Cermin Guru Sejati Tak Sebatas Mengejar Sertifikasi

Penampilan siswa SMAN 3 Kota Mojokerto dalam Festival Seni Pelajar (FSP) se Jatim di UM Surabaya, kemarin (16/3. [adit hananta utama]

Penampilan siswa SMAN 3 Kota Mojokerto dalam Festival Seni Pelajar (FSP) se Jatim di UM Surabaya, kemarin (16/3. [adit hananta utama]

Sepenggal Kisah dari Panggung Teater Pelajar
Kota Surabaya, Bhirawa
Guru mendidik tak sekadar mengajar. Karena ilmu pengetahuan saja, tak cukup membentuk anak menjadi bermoral dan berkarakter. Pesan itu tersirat lewat panggung teater Festival Seni Pelajar (FSP) se Jatim di Universitas Muhammadiyah (UM) Surabaya.

Mingkar mingkuring angkara
Akarana karenan mardi siwi
Sinawung resmining kidung
Sinuba sinukarta
Mrih kretarta pakartining ngèlmu luhung

Lantunan tembang pungkur serat wedhatama itu menjadi pamungkas dari penampilan anak-anak SMAN 3 Kota Mojokerto saat tampil di FSP di UM Surabaya kemarin, Rabu (16/3). Sebuah tembang yang menyiratkan makna tentang tujuan dari pendidikan dan keluhuran ilmu. Jelasnya, tembang itu berarti ; menghindarkan diri dari angkara, bila akan mendidik putra, dikemas dalam keindahan syair, dihias agar tampak indah, agar tujuan ilmu luhur ini tercapai.

====

■ Soal a ■
Berikan kembali bagian teks tentang panggung teater pelajar persis sama, mulai pada kata-kata "Sepenggal Kisah dari" dan berhenti setelah "Muhammadiyah (UM) Surabaya.".
Teks di atas dan baris-baris data sesudahnya tidak saling berhubungan.

■ Petikan dataset penunjukan titik ■
====

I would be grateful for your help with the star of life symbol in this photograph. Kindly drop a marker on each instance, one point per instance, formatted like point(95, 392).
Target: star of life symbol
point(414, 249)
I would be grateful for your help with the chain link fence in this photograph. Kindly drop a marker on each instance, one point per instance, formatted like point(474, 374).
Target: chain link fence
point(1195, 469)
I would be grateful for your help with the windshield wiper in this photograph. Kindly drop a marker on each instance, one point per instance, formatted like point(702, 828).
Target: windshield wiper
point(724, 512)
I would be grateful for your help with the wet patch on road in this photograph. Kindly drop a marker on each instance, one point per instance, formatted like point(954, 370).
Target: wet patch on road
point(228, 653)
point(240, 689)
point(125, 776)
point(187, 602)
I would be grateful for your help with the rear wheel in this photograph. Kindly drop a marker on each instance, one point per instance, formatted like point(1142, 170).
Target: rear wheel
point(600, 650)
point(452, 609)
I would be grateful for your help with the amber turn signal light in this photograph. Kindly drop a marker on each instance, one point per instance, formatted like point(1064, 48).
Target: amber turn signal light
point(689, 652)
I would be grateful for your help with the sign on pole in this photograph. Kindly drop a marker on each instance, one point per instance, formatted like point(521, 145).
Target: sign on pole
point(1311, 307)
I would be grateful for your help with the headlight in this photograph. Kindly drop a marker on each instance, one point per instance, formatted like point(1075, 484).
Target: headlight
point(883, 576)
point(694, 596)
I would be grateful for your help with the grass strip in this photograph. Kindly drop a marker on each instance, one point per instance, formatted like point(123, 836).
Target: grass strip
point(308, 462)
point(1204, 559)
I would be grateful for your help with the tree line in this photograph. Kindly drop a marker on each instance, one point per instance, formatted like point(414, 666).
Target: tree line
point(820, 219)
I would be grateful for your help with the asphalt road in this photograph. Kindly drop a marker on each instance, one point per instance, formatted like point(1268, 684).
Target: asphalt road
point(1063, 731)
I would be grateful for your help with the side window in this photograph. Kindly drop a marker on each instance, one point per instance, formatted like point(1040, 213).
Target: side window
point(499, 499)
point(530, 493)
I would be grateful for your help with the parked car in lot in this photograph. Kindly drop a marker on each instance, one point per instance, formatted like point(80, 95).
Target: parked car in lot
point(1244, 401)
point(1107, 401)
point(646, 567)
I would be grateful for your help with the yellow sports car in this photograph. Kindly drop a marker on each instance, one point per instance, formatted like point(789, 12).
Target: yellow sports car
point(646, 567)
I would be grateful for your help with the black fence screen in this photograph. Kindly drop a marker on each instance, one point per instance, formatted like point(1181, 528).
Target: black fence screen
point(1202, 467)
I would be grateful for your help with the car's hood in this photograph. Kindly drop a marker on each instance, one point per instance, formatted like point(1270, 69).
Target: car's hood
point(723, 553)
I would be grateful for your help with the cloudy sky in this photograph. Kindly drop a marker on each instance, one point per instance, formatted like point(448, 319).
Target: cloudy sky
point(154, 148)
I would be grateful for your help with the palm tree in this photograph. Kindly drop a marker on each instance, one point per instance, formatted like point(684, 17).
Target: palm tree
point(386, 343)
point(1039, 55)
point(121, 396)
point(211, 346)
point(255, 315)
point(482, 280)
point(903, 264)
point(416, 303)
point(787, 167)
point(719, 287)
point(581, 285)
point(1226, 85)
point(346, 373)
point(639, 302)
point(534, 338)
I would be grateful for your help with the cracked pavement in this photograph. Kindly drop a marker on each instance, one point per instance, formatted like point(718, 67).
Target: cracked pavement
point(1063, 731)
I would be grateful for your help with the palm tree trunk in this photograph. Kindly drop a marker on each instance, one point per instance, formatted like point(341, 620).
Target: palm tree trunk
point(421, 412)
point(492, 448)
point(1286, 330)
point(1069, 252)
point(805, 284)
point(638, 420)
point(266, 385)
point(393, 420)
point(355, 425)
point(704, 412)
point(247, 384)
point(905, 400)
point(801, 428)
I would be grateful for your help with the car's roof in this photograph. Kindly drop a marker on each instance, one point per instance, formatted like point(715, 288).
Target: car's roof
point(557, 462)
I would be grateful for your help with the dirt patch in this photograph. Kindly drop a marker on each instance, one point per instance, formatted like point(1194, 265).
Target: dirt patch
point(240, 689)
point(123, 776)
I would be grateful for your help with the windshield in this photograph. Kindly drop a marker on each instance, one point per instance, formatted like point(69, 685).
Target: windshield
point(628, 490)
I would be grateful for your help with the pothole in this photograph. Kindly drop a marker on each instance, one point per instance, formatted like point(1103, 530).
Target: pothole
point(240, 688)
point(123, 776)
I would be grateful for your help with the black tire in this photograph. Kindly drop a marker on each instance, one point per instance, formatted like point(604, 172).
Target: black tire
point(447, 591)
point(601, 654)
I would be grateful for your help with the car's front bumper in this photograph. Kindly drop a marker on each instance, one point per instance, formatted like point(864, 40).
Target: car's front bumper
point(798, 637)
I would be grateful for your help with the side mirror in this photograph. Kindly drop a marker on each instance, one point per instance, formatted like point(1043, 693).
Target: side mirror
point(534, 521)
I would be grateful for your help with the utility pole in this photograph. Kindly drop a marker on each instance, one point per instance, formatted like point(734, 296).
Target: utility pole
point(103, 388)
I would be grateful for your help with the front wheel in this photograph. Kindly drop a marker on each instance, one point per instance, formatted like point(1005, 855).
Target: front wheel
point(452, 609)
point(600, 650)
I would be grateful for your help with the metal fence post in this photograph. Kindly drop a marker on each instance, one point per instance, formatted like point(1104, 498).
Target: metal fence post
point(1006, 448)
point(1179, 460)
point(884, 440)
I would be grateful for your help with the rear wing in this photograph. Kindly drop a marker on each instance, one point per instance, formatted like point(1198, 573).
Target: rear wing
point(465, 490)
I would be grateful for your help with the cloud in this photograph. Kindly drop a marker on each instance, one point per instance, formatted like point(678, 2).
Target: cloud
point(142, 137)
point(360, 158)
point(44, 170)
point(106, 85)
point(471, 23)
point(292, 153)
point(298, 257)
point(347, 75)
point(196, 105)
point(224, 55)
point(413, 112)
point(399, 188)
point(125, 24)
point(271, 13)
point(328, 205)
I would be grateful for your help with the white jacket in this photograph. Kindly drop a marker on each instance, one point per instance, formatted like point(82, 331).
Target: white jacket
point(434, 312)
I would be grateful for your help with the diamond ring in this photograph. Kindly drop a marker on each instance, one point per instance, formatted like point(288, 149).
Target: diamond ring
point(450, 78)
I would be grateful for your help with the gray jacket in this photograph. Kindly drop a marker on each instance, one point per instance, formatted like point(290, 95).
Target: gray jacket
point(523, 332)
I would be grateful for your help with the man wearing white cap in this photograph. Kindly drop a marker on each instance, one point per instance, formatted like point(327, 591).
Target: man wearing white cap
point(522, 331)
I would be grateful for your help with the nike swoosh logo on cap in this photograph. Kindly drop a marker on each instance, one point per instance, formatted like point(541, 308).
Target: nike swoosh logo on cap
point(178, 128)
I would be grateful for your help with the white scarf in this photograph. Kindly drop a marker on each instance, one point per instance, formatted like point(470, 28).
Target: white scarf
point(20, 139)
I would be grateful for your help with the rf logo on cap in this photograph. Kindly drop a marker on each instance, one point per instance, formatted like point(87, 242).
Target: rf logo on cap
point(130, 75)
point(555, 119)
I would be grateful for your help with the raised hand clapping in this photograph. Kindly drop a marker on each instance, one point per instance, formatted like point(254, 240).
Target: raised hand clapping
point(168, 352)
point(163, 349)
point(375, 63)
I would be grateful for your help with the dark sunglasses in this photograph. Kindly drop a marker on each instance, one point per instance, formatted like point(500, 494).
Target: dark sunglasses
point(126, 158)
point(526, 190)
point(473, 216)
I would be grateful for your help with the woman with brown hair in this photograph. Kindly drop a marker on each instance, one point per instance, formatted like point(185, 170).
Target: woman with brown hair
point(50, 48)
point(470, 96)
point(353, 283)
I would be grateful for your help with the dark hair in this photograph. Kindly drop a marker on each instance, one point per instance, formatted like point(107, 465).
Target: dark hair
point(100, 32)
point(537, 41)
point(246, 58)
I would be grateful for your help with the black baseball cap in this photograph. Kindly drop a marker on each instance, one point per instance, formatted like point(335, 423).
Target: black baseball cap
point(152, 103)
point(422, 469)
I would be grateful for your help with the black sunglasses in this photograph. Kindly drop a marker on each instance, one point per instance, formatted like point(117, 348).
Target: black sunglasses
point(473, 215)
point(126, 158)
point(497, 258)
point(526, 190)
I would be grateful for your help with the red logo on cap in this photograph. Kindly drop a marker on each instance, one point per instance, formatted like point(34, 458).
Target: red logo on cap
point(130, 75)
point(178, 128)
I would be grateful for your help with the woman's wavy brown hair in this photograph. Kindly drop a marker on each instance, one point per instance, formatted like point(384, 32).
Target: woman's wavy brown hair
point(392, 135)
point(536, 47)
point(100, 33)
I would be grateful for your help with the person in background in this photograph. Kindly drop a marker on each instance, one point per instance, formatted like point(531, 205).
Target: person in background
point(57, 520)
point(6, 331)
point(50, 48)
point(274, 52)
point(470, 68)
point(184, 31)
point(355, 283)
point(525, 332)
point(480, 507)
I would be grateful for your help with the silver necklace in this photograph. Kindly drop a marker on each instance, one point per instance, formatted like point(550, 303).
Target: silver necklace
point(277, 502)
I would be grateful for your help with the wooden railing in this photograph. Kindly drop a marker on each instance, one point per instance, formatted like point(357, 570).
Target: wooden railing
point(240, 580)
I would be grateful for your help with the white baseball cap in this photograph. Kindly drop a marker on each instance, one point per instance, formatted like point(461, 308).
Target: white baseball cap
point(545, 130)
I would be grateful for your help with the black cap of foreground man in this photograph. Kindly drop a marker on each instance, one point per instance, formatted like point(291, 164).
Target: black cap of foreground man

====

■ Soal b ■
Ganti "drop a marker" dengan "place a dot" pada baris data, mulai dari baris yang memuat "I would be grateful for your help with the headlight" dan berhenti setelah baris yang memuat "point(530, 493)". Tulis hanya baris-baris itu dan biarkan bagian lainnya tetap sama.

■ Penyelesaian Lengkap a ■
Sepenggal Kisah dari Panggung Teater Pelajar
Kota Surabaya, Bhirawa
Guru mendidik tak sekadar mengajar. Karena ilmu pengetahuan saja, tak cukup membentuk anak menjadi bermoral dan berkarakter. Pesan itu tersirat lewat panggung teater Festival Seni Pelajar (FSP) se Jatim di Universitas Muhammadiyah (UM) Surabaya.

■ Penyelesaian Lengkap b ■
I would be grateful for your help with the headlight in this photograph. Kindly place a dot on each instance, one point per instance, formatted like point(1075, 484).
Target: headlight
point(883, 576)
point(694, 596)
I would be grateful for your help with the grass strip in this photograph. Kindly place a dot on each instance, one point per instance, formatted like point(123, 836).
Target: grass strip
point(308, 462)
point(1204, 559)
I would be grateful for your help with the tree line in this photograph. Kindly place a dot on each instance, one point per instance, formatted like point(414, 666).
Target: tree line
point(820, 219)
I would be grateful for your help with the asphalt road in this photograph. Kindly place a dot on each instance, one point per instance, formatted like point(1268, 684).
Target: asphalt road
point(1063, 731)
I would be grateful for your help with the side window in this photograph. Kindly place a dot on each instance, one point per instance, formatted like point(1040, 213).
Target: side window
point(499, 499)
point(530, 493)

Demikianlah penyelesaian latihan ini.